**SUPPLIED TEXT:**
BEGIN

In the 1980s, when the Struggle against apartheid was at its peak, one of the more useful slogans was “Don’t agonise – mobilise”. It was aimed at stopping people from allowing themselves to be so overwhelmed by grief and despair that they would accept the injustices that needed to be fought and rebelled against.

These were often people at physical and mental breaking point, worn down by the brutal excesses of the regime.

We are not at that same juncture, but the need to stop agonising and start mobilising has never been more important.

Marikana tells us so – and the National Development Plan, in a way, provides a guide to moving from where we are to where we would rather be. But it also identifies the crucial ingredient for the changes it so tantalisingly holds out to become possible: good leadership.

It offers a chance for us as South Africans to come together and forge a future where there will be less chance of a repeat occurrence, or worse, of what happened in Rustenburg.

But this will take leadership.

In the years of desperate violence that preceded the country’s first democratic elections in 1994, the doom-mongers and naysayers were predicting the country would erupt into civil war.

What happened instead was hailed as a miracle.

Marikana can plunge us into doom and gloom, or we can use it as the catalyst to put us, and the country, on the path to healing.

But for that we need leadership.

And at the moment, there’s not too much of it in evidence.

END

**DATA EXCERPTS:**
BEGIN

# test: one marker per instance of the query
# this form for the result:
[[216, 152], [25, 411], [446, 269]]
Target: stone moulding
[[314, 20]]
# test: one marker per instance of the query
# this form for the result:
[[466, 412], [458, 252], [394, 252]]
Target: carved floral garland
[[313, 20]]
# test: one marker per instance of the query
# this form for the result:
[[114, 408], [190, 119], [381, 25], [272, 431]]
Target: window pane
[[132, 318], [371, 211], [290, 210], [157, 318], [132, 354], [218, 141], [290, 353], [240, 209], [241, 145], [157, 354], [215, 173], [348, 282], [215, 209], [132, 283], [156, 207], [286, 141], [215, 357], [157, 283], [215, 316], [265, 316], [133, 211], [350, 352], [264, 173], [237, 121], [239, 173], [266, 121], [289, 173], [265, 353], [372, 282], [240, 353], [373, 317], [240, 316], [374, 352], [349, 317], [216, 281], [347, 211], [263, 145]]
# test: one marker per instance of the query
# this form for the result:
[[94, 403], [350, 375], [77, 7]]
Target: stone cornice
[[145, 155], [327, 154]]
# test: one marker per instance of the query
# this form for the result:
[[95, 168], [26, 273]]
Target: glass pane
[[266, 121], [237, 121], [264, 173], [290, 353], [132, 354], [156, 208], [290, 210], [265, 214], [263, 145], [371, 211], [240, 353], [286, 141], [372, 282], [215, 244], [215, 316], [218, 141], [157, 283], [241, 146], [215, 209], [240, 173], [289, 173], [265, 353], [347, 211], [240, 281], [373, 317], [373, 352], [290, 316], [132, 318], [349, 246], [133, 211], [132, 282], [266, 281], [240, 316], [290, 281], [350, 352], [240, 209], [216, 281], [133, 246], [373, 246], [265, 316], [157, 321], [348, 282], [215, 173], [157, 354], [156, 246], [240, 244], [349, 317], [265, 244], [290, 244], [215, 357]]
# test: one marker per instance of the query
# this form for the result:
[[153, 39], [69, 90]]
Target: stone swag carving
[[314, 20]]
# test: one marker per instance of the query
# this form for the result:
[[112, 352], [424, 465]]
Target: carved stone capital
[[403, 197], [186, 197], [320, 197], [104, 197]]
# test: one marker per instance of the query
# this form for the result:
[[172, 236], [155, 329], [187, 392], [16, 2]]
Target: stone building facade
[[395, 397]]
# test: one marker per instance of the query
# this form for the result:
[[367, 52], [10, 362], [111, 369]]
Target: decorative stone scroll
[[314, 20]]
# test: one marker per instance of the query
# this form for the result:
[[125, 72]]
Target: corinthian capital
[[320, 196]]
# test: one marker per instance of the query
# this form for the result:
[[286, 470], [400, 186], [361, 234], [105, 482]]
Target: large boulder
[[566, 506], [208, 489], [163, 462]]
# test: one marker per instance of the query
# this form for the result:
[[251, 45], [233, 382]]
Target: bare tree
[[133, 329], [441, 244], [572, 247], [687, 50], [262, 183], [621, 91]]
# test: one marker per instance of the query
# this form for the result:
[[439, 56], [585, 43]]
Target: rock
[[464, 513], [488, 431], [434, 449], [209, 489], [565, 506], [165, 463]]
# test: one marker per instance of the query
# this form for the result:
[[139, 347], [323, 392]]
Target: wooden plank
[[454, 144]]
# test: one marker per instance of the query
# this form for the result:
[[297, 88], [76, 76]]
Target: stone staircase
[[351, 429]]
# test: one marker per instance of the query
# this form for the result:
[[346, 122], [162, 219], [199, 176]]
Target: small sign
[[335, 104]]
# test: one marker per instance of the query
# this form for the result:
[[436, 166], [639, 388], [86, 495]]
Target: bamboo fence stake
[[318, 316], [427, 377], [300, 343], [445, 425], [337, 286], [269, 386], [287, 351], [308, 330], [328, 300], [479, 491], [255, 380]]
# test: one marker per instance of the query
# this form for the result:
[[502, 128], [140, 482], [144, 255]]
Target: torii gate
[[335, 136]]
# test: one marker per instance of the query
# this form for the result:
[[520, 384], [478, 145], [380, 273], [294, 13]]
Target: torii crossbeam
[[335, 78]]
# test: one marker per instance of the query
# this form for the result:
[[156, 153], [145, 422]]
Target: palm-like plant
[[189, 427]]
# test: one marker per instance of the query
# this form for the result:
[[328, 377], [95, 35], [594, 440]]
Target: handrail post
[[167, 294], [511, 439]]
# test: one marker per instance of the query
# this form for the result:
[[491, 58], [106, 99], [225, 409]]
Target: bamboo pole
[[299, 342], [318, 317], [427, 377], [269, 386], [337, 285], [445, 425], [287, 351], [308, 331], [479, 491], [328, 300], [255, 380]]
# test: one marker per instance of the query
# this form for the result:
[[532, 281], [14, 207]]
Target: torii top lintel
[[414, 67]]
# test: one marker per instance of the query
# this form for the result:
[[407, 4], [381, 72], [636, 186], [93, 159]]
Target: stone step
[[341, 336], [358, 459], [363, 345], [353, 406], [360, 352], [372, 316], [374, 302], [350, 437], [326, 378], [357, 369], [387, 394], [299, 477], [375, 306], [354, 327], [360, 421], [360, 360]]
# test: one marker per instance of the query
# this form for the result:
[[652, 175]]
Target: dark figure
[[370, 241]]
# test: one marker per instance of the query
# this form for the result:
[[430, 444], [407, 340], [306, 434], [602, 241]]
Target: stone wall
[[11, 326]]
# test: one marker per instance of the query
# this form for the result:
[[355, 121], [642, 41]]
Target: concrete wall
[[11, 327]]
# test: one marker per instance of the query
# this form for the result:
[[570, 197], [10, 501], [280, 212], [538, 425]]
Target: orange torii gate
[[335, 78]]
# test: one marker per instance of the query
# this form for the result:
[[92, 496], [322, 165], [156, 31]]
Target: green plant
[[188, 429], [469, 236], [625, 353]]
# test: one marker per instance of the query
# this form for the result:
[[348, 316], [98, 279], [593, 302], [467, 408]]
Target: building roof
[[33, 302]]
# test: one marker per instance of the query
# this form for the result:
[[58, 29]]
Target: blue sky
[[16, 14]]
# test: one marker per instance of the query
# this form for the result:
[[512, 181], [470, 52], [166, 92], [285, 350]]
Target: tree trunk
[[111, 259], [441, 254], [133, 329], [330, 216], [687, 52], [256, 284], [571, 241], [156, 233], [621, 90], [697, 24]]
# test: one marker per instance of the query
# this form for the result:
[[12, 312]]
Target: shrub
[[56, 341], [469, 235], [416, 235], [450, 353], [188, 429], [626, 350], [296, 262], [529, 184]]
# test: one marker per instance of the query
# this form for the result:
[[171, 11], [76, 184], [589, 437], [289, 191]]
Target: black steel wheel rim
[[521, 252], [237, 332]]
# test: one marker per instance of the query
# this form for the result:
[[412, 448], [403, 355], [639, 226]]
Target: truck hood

END

**EXERCISE TASK:** Edit the piece on Marikana and leadership: begin at the words "These were often" and stop after "been more important.", then write that span out with "juncture" replaced by "stage".

**FULL RESPONSE:**
These were often people at physical and mental breaking point, worn down by the brutal excesses of the regime.

We are not at that same stage, but the need to stop agonising and start mobilising has never been more important.